**AIM OF THE EXERCISE**
Which lines in the items below contain the word "query"? Copy each of those lines in full.

(Named object pointing items)
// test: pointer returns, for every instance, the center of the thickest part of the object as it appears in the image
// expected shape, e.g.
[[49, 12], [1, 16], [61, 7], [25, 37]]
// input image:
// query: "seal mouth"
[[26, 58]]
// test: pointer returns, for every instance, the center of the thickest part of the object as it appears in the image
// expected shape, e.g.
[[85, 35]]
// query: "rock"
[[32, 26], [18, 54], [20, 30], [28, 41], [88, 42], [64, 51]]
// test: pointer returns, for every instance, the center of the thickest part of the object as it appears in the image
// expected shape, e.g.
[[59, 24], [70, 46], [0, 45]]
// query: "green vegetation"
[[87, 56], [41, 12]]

--

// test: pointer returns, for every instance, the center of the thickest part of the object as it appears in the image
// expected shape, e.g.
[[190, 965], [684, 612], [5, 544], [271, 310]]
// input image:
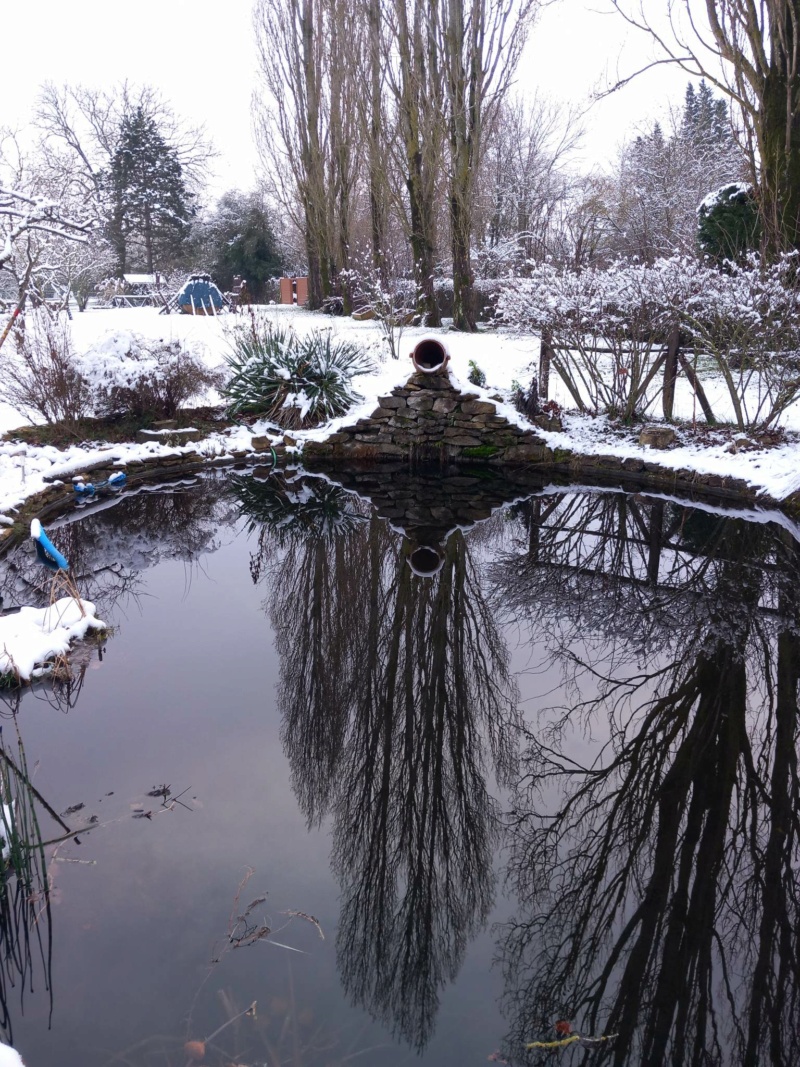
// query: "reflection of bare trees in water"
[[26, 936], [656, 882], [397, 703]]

**RESPONSE TO THIS TASK**
// query: "seal mouth"
// query: "rock"
// query: "green vegetation"
// query: "reflection of bare trees in water"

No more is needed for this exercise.